• Stated exercise
Each record is to be transcribed exactly.

• Extracted material
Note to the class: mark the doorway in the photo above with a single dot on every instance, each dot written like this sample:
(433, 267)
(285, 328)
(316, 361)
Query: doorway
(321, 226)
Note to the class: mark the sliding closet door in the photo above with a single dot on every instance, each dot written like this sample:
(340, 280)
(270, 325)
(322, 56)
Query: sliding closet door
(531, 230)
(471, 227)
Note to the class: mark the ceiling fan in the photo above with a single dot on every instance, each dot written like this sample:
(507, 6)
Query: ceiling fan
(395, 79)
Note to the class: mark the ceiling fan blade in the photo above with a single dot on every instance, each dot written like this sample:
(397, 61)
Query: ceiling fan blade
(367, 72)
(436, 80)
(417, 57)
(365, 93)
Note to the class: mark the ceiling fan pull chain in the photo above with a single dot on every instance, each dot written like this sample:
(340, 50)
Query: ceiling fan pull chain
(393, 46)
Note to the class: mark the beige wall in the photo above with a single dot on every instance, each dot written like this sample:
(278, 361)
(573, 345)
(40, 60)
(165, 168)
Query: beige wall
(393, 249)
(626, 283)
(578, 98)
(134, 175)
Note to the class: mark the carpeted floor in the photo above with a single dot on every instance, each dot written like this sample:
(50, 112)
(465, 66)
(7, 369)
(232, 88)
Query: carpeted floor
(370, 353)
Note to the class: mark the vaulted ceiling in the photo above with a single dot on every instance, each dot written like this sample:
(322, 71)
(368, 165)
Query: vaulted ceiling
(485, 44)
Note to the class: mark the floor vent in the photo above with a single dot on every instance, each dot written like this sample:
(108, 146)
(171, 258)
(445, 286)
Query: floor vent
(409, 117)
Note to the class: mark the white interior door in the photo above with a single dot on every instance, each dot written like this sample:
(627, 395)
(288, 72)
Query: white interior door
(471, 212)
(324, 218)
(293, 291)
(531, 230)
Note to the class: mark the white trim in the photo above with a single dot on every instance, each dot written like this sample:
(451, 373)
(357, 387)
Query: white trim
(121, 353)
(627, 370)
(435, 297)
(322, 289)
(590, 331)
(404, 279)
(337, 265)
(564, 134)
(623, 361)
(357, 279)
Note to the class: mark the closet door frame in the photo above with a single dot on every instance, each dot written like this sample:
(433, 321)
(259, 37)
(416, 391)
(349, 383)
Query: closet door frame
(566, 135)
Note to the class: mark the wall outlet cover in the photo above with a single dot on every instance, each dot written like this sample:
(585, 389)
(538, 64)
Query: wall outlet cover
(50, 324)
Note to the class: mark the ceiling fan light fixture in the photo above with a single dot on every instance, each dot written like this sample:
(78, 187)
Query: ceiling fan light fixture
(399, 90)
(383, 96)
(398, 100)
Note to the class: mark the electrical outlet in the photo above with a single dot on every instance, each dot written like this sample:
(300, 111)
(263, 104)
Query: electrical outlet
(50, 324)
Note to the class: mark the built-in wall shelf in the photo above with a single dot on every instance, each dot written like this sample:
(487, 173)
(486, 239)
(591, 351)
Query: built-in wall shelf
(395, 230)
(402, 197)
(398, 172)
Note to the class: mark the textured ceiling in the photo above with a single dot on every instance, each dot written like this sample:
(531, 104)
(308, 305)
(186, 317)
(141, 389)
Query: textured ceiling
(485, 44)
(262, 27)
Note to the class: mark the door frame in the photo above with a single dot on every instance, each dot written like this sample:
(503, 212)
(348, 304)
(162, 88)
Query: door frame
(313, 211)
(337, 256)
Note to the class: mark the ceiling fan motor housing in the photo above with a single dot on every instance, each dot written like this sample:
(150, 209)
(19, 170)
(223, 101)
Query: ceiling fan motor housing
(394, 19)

• Completed exercise
Note to the class: mark the doorway in the photo above with a single dot on every instance, each dot written like this sample:
(433, 267)
(285, 328)
(316, 361)
Query: doorway
(321, 226)
Note to the class: mark the sliding closet door in the photo above with a single dot on every instance, each dot written like this sample:
(340, 280)
(270, 325)
(322, 56)
Query: sliding closet door
(531, 230)
(471, 227)
Note to the class: mark the ceiling fan in the photo above with a single dot on every instance, each dot written like this sample:
(507, 6)
Query: ceiling fan
(395, 79)
Note to the class: mark the ceiling fan blade in the photo above with a single dot on every instance, each dot written like this sample:
(397, 61)
Query: ceiling fan blade
(367, 72)
(436, 80)
(417, 57)
(365, 93)
Note to the class: mark the ceiling fan pull chain in the photo above with a single dot on every instance, each dot written like this sample:
(340, 50)
Query: ceiling fan pull chain
(393, 46)
Note to the class: mark the beige wall in the photo above with a single dot on every instance, each dot written like this sample:
(278, 361)
(573, 345)
(40, 60)
(165, 168)
Query: beige wall
(393, 249)
(626, 283)
(578, 98)
(134, 175)
Note to the class: mark the carpeted floor in the photo above with a single dot on every instance, each dot written like this sample:
(50, 112)
(465, 66)
(7, 369)
(232, 88)
Query: carpeted floor
(370, 353)
Note to the class: mark the vaulted ceiling in the photo above with a single dot on every instance, each dot written like this sample:
(322, 71)
(368, 165)
Query: vaulted ceiling
(485, 44)
Note to the class: mark the floor vent in the photo above with a single dot on every instance, each dot written like this sample:
(108, 146)
(171, 258)
(445, 286)
Query: floor vent
(409, 117)
Note to the class: mark the white interior door in the photo above with a single dot on every instance, each dot written like this sample:
(627, 395)
(288, 72)
Query: white interior door
(471, 212)
(324, 218)
(293, 291)
(531, 230)
Note to the class: mark the white trim in the photo above with a single dot on every instance, each dot written like this sample:
(451, 373)
(357, 387)
Query: white trim
(121, 353)
(627, 370)
(435, 297)
(322, 289)
(590, 331)
(404, 279)
(337, 265)
(564, 134)
(623, 361)
(357, 279)
Note to the class: mark the closet door frame in the photo above with a single dot on every instance, each dot written like this sample:
(433, 321)
(259, 37)
(416, 391)
(349, 383)
Query: closet door frame
(566, 135)
Note to the class: mark the wall outlet cover in the photo above with a single dot on every instance, each dot written like this sample:
(585, 389)
(538, 64)
Query: wall outlet cover
(50, 324)
Note to the class: mark the ceiling fan light fixture in the photo above with a single dot on every instance, each dot written like this sample:
(78, 187)
Query: ceiling fan light fixture
(399, 90)
(383, 96)
(398, 100)
Note to the class: mark the electrical outlet in the photo above with a single dot on every instance, each dot written like this sample:
(300, 111)
(263, 104)
Query: electrical outlet
(50, 324)
Note to the class: mark the built-in wall shelf in the photo above with a single dot on every instance, each dot written like this sample:
(487, 173)
(486, 239)
(591, 351)
Query: built-in wall shelf
(395, 230)
(402, 197)
(398, 172)
Note to the class: mark the textured ceiling in the photo above with a single dot on every instance, each dot written like this sample:
(531, 104)
(308, 305)
(186, 317)
(141, 389)
Query: textured ceiling
(485, 44)
(262, 27)
Note to the class: mark the door frame in the photo above with a single dot on every instance, each dot written like this sample:
(503, 212)
(348, 304)
(162, 88)
Query: door frame
(313, 211)
(337, 256)
Note to the class: mark the ceiling fan motor housing in the photo above with a single dot on every instance, each dot written like this sample:
(150, 209)
(19, 170)
(223, 101)
Query: ceiling fan motor housing
(394, 19)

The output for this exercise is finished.